__Work to complete__
Reproduce verbatim the lines of the listing below, from the line containing "Where can you spot the small" through the end of the listing, both ends included.

__Raw records__

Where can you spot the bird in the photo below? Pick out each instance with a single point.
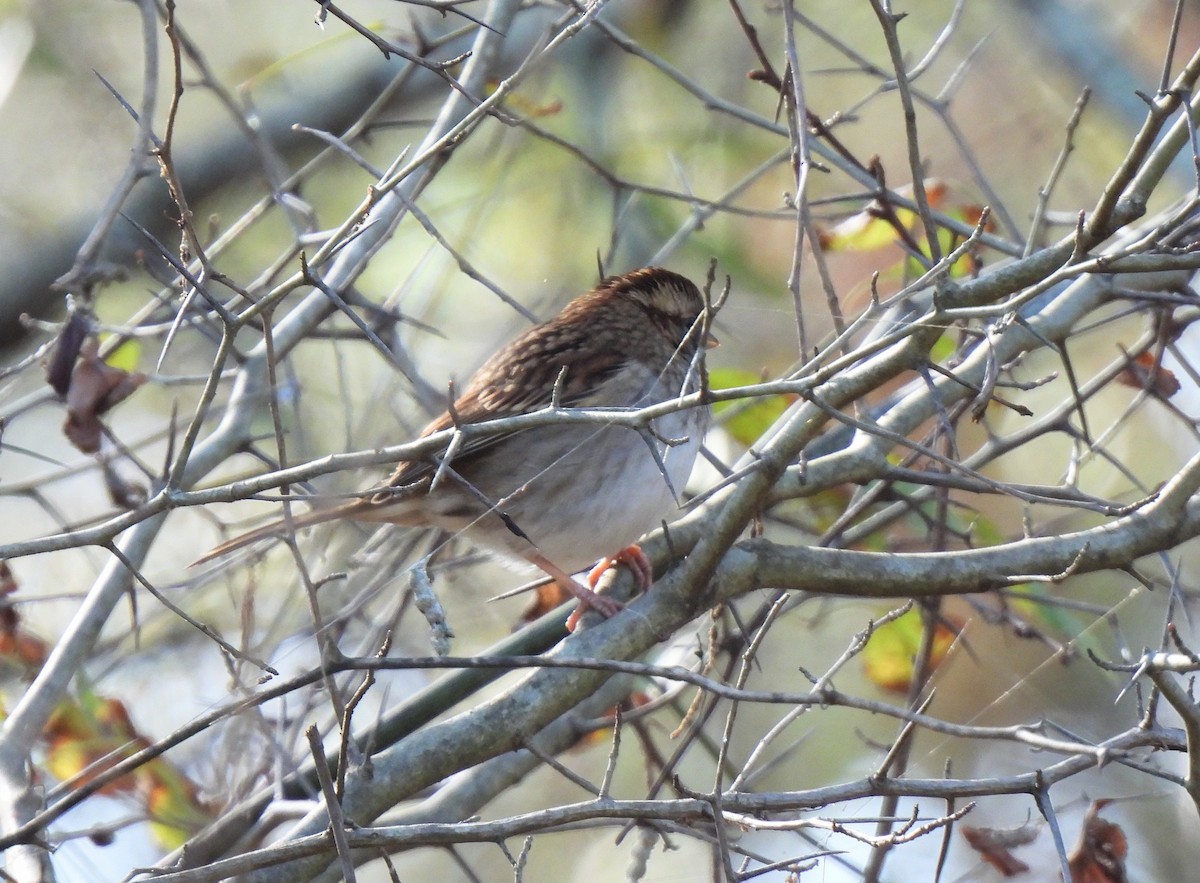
(561, 497)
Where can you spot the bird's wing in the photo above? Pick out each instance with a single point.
(519, 379)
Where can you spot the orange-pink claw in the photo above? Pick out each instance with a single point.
(633, 558)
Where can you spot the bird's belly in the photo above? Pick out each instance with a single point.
(606, 491)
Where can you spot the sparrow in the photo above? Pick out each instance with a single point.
(563, 496)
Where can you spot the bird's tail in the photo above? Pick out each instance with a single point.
(274, 529)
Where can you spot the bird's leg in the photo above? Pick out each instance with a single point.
(633, 558)
(605, 606)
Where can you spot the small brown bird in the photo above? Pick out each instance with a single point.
(562, 496)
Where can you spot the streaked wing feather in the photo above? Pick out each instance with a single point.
(531, 368)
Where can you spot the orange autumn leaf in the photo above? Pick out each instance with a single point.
(1146, 372)
(1101, 852)
(995, 846)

__Completed exercise__
Where can you spot the small brown bird in the photo above? Pick out each instance with a single point.
(562, 496)
Where can you spot the streaked wing feather in the photo above? Pick out each instance with a single point.
(531, 368)
Where can you spot the orange autumn leaf in the photo above? Pick out each instance with a single point.
(1146, 372)
(1101, 852)
(995, 846)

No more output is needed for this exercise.